(Collected data entries):
__________
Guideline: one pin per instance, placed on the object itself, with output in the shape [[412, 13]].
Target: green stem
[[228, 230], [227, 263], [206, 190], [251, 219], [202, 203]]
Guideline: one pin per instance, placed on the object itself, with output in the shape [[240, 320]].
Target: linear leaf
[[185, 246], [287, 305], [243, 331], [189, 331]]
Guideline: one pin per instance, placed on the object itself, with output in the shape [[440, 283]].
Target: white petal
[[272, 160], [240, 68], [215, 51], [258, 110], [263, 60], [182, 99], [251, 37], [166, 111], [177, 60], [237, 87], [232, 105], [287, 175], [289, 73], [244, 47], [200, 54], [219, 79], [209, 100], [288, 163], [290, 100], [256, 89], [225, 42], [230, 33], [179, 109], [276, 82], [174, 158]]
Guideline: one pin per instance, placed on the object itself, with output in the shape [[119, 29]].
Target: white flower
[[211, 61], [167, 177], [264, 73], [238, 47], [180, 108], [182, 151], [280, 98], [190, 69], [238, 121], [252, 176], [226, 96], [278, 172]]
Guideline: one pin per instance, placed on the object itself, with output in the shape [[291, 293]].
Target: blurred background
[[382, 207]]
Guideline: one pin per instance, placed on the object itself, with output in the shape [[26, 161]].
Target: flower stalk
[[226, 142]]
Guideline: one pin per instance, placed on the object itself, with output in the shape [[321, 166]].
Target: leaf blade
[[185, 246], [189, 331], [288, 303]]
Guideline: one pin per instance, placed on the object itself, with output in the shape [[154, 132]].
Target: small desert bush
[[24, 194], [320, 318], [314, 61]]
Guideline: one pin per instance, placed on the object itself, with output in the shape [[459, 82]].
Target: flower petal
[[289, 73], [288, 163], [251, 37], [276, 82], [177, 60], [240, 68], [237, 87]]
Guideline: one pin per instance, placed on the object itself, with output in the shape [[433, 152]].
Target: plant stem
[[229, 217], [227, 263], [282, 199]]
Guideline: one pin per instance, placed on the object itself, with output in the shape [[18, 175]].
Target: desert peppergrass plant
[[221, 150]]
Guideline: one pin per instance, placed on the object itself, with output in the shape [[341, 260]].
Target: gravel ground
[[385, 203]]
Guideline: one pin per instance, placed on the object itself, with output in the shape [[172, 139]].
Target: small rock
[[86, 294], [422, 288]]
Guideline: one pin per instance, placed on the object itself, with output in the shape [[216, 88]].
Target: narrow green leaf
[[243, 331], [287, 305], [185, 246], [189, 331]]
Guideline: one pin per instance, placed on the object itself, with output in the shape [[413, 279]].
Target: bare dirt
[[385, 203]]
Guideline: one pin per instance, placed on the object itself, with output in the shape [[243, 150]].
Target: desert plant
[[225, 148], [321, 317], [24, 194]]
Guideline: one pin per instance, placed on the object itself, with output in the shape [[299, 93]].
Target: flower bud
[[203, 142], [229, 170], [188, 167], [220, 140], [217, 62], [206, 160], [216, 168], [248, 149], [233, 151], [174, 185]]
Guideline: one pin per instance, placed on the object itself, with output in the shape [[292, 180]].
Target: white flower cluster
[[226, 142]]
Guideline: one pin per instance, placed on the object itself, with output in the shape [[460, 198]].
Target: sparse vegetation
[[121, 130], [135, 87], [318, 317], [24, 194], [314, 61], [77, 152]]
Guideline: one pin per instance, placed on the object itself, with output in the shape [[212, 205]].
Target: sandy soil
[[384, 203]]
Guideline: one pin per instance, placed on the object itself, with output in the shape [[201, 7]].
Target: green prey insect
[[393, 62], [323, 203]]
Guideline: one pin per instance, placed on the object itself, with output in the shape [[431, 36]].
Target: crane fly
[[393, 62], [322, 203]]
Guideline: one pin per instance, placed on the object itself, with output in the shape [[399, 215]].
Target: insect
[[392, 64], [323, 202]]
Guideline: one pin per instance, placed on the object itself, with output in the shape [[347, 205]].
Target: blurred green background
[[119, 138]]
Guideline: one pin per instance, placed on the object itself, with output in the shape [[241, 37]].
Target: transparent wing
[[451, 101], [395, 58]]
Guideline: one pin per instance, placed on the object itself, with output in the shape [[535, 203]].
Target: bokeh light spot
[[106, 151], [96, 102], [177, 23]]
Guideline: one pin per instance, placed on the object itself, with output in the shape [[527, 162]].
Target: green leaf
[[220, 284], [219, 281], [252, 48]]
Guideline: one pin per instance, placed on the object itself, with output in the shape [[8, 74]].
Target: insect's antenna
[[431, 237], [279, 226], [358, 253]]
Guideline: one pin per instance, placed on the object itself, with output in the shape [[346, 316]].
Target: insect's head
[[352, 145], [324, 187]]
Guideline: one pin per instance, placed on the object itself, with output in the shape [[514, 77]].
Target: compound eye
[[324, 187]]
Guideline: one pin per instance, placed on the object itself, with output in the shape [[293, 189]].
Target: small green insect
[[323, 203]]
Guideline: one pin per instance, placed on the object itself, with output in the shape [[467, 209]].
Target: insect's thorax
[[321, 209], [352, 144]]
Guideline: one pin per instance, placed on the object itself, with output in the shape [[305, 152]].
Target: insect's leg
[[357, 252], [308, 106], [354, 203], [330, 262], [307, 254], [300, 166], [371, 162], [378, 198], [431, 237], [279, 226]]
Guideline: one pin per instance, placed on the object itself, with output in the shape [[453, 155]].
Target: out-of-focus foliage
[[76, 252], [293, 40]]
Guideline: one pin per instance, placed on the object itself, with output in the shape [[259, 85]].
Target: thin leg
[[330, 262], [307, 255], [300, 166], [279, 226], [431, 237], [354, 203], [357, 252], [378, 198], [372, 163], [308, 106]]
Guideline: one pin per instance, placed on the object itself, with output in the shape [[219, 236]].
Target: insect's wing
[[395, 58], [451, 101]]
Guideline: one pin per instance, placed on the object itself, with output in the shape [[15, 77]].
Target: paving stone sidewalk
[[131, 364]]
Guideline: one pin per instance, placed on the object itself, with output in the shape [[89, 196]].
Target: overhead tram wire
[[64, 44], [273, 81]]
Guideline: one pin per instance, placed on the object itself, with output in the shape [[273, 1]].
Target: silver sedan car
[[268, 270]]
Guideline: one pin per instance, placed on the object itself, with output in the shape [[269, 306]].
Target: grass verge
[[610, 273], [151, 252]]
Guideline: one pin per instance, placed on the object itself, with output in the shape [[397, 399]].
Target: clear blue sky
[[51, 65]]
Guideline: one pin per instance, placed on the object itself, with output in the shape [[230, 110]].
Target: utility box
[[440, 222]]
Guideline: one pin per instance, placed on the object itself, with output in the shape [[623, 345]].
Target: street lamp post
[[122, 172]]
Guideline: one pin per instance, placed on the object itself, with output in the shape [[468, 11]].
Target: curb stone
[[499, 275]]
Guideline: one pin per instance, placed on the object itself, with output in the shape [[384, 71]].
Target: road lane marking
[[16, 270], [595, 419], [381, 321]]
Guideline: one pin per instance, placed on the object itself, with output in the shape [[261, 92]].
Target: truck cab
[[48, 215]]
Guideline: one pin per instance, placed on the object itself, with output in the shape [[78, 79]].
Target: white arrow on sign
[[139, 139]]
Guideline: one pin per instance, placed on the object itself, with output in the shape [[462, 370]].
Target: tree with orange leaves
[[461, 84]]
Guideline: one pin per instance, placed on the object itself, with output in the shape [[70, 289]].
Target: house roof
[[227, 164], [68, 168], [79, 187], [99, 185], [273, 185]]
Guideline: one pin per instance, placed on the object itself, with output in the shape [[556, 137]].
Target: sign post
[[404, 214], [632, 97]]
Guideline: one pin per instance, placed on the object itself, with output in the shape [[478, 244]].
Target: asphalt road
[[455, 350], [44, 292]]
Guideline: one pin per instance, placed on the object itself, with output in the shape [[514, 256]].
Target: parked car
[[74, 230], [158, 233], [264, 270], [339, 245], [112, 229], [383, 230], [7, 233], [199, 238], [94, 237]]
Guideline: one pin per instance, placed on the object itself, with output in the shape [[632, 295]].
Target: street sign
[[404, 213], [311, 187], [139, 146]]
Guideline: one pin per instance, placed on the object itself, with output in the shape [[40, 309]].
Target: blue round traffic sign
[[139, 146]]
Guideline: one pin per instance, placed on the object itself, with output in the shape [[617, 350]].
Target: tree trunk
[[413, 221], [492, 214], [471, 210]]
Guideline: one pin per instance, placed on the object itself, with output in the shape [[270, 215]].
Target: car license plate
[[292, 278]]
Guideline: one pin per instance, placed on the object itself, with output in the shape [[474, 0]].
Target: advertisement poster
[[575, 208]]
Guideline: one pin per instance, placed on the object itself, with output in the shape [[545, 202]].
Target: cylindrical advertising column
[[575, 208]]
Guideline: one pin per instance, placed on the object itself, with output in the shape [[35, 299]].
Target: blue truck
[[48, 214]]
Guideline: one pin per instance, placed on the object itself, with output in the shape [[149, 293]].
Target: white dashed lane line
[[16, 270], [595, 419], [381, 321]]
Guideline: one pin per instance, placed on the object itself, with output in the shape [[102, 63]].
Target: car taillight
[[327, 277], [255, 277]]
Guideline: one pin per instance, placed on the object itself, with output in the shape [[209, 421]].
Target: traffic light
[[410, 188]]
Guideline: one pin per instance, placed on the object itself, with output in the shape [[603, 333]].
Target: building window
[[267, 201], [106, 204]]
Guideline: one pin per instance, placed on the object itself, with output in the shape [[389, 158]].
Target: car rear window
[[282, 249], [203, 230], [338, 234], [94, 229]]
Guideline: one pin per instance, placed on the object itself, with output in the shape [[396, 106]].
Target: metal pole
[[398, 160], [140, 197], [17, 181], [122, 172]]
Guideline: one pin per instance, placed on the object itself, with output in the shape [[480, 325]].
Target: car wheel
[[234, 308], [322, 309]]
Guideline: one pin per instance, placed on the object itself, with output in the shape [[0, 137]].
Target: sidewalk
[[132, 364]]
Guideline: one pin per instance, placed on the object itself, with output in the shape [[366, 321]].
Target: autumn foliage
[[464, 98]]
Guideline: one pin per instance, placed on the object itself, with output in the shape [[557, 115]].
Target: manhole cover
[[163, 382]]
__________
(Task objective): Render the record lines from the one containing "shape [[347, 205]]." through the one containing "237], [279, 226]]", inclusive, as a numbered list. Omit any blank lines.

(Task result):
1. Guideline: one pin per instance, placed on the object itself, with output in the shape [[347, 205]].
2. Target: blurred green background
3. [[119, 138]]
4. Guideline: one pin per instance, placed on the object itself, with output in the shape [[241, 37]].
5. Target: transparent wing
6. [[451, 101], [395, 58]]
7. Guideline: one pin per instance, placed on the object itself, with output in the shape [[535, 203]].
8. Target: bokeh light spot
9. [[106, 151], [96, 102], [177, 23]]
10. Guideline: one pin per instance, placed on the object itself, with output in the shape [[527, 162]].
11. Target: green leaf
12. [[220, 284], [219, 281], [252, 48]]
13. Guideline: one pin per instance, placed on the object itself, with output in the shape [[8, 74]].
14. Target: insect's antenna
15. [[431, 237], [279, 226], [358, 253]]
16. Guideline: one pin per instance, placed on the object itself, with output in the shape [[346, 316]].
17. Target: insect's head
18. [[352, 145], [324, 187]]
19. Guideline: one pin per instance, placed on the object itself, with output in the shape [[514, 77]].
20. Target: compound eye
21. [[324, 187]]
22. Guideline: one pin per instance, placed on the object itself, with output in the shape [[293, 189]].
23. Target: small green insect
24. [[323, 203]]
25. Guideline: one pin per instance, placed on the object itself, with output in the shape [[467, 209]].
26. Target: insect's thorax
27. [[321, 209], [352, 144]]
28. Guideline: one pin per instance, placed on the object itself, with output in the shape [[305, 152]].
29. Target: insect's leg
30. [[357, 252], [308, 106], [354, 203], [330, 262], [307, 254], [300, 166], [371, 162], [378, 198], [431, 237], [279, 226]]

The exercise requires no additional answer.